# [SOURCE TEXT]

☆ ☆ ☆ ☆ ☆ ☆ ☆

Ophelia Swing Band was my first full time professional band. We formed in Boulder CO in 1974, and performed around the state with a few forays into Wyoming and South Dakota. In the course of three years, we alternately confounded, delighted, and confused audiences, leaving broken fiddles, wrecked vehicles, and even a horse's head in our wake. The original members were Dan Sadowsky guitar, Duane Webster bass, Linda Joseph fiddle, Washboard Chaz Leary on percussion, and myself on mandolin, fiddle, and guitar. We played at the second and third annual Telluride Bluegrass festivals in '75 and '76. By the spring of '77 I had quit the band and the moved to Minnesota. Returning, newly married, to Colorado in January of '78 to form Hot Rize, I played a few nights with a reformed, horn driven Ophelia Swing Band at the Blue Note in Boulder.

☆ ☆ ☆ ☆ ☆ ☆ ☆

# [Referring expression pointing data]
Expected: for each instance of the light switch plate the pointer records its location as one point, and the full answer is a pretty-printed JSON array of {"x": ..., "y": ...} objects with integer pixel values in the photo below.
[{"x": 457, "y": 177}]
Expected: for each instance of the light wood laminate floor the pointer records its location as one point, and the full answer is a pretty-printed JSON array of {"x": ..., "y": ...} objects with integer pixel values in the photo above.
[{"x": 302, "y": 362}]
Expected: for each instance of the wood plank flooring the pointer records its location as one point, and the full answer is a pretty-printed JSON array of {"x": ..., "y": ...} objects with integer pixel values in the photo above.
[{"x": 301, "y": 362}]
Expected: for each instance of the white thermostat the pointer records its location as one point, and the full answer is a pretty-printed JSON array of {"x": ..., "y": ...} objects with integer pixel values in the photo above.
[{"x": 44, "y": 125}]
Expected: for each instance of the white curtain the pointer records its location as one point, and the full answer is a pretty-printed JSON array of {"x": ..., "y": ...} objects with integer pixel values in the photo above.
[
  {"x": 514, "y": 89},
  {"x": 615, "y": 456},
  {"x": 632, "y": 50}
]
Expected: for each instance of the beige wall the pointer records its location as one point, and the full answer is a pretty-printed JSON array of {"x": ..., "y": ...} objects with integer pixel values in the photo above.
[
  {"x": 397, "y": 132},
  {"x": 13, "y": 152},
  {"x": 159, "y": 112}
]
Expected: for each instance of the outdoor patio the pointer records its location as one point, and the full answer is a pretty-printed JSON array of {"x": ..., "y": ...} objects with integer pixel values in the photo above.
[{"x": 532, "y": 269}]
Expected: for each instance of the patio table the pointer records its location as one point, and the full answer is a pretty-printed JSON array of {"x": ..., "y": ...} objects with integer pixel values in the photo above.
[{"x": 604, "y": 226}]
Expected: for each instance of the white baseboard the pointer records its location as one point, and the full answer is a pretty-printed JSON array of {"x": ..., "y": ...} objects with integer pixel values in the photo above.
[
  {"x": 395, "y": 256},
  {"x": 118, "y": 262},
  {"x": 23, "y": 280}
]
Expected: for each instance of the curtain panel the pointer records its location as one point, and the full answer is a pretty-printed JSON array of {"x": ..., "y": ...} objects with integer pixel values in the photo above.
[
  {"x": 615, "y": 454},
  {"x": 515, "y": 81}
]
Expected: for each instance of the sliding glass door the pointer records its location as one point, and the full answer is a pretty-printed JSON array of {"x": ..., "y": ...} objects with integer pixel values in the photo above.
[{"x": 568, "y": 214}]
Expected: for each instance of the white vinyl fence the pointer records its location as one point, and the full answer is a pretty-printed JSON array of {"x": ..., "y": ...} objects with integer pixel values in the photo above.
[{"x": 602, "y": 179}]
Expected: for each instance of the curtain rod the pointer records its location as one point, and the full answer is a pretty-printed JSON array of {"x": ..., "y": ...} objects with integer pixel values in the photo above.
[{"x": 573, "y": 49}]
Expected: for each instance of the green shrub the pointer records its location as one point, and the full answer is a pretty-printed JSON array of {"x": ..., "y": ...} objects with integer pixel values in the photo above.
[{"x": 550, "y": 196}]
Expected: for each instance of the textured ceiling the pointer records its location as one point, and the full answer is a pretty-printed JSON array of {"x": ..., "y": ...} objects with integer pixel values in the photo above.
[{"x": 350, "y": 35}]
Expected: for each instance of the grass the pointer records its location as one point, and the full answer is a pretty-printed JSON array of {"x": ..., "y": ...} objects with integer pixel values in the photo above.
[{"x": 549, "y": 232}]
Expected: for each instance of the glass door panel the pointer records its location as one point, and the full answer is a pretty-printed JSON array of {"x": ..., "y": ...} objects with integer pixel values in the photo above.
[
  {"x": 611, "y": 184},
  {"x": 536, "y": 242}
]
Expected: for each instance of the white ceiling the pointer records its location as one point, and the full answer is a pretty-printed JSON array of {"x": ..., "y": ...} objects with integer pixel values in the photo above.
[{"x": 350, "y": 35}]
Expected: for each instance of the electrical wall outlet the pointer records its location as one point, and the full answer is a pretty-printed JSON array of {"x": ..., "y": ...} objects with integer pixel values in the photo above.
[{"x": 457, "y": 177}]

☆ ☆ ☆ ☆ ☆ ☆ ☆

# [WHAT IS BEING ASKED]
From the Ophelia Swing Band text, reproduce the passage between "Ophelia Swing Band was" and "Note in Boulder.", inclusive.

# [COMPLETED TASK]
Ophelia Swing Band was my first full time professional band. We formed in Boulder CO in 1974, and performed around the state with a few forays into Wyoming and South Dakota. In the course of three years, we alternately confounded, delighted, and confused audiences, leaving broken fiddles, wrecked vehicles, and even a horse's head in our wake. The original members were Dan Sadowsky guitar, Duane Webster bass, Linda Joseph fiddle, Washboard Chaz Leary on percussion, and myself on mandolin, fiddle, and guitar. We played at the second and third annual Telluride Bluegrass festivals in '75 and '76. By the spring of '77 I had quit the band and the moved to Minnesota. Returning, newly married, to Colorado in January of '78 to form Hot Rize, I played a few nights with a reformed, horn driven Ophelia Swing Band at the Blue Note in Boulder.